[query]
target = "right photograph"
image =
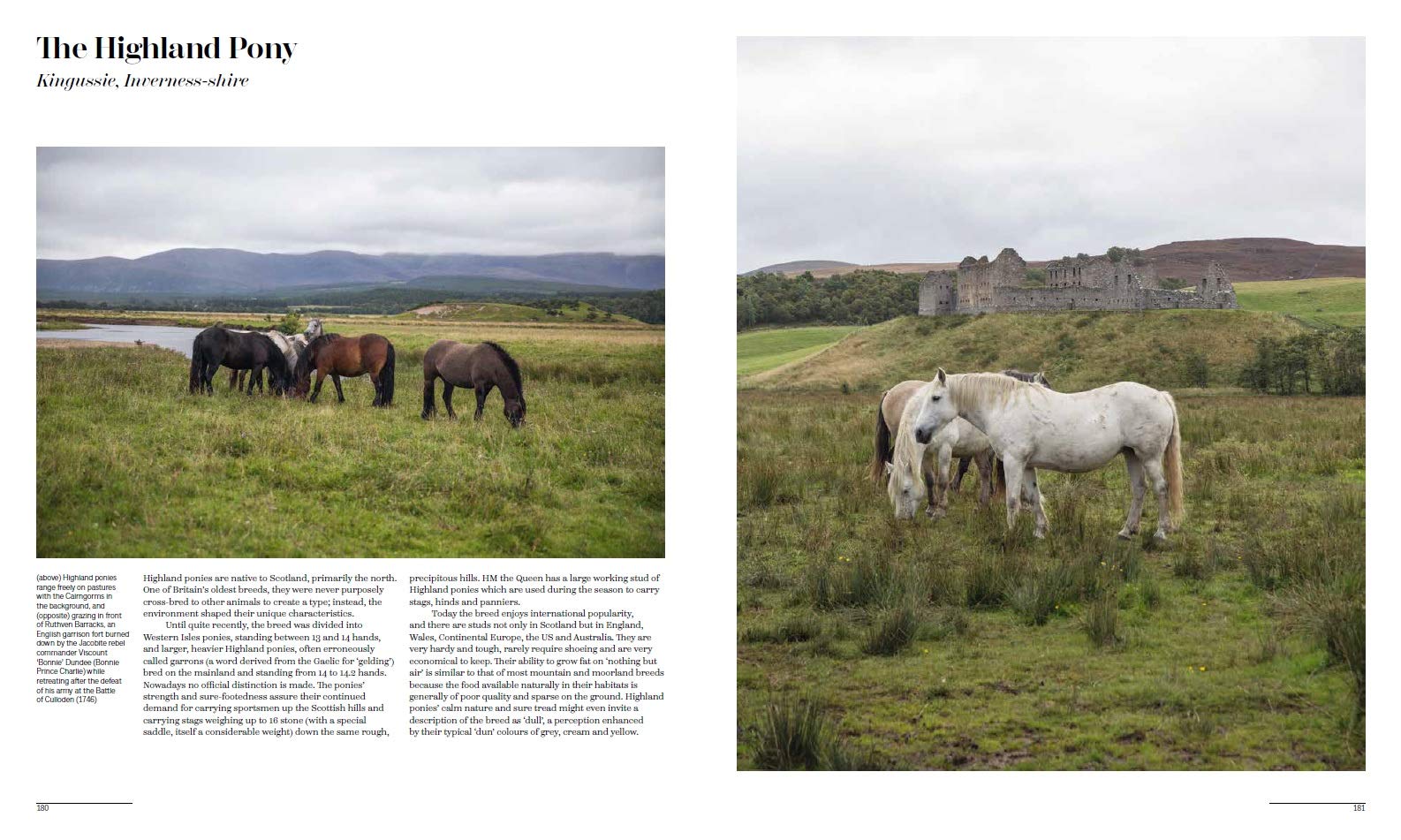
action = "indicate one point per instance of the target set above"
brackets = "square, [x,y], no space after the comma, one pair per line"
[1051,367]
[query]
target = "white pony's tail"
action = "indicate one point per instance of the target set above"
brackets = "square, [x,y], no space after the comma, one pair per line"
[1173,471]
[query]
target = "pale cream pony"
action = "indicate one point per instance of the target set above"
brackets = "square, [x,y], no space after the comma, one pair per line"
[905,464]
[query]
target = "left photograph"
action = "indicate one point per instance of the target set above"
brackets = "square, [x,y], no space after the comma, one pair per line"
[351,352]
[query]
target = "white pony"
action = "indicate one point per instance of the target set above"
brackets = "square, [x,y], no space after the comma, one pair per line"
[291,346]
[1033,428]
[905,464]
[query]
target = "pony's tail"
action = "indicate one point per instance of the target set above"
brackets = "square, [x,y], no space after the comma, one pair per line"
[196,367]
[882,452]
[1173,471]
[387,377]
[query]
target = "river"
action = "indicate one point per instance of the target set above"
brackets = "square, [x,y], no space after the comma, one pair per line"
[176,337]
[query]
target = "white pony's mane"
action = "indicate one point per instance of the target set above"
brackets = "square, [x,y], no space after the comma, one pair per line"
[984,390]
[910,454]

● ● ● ● ● ● ●

EXERCISE AIM
Retype the listing exactly. Pictures do not belong in the copy.

EXERCISE SOLUTION
[query]
target = "right photograph"
image =
action = "indicate one point per instance of the target set above"
brackets = "square, [x,y], no space after the comma, one pair per line"
[1051,367]
[query]
target = "white pony's tail"
action = "indicate one point per instance of the target set above"
brackets = "square, [x,y], no space after the comma, one pair per line"
[1173,471]
[query]
target = "pale cream pony"
action = "indicate one point per instance of the target set above"
brackets = "square, [x,y], no space after the comma, one pair per line"
[905,464]
[query]
target = "left photograph"
action = "indicate one point per instance of the target set above"
brackets = "square, [x,y], no space after the comma, one pair per line"
[351,352]
[query]
target = "white pony"
action = "indicate one point per instance of the target set above"
brackets = "square, [x,y], no space after the comma, one pair per line"
[291,346]
[1033,428]
[905,464]
[query]
target = "pony's tail"
action = "indicate one point per instance of the target set above"
brackets = "square, [x,y], no space after the comma, one pair per line"
[196,367]
[882,452]
[1173,471]
[387,377]
[query]
target = "river"
action = "indicate one point per instance of the target set above"
brackets = "square, [x,y], no space after the comma, one pair per line"
[176,337]
[query]
target = "white pony's mane"
action = "indicate one point per instance of the target set above"
brackets = "square, [x,y], no space after the comma, one pair per line"
[984,390]
[910,454]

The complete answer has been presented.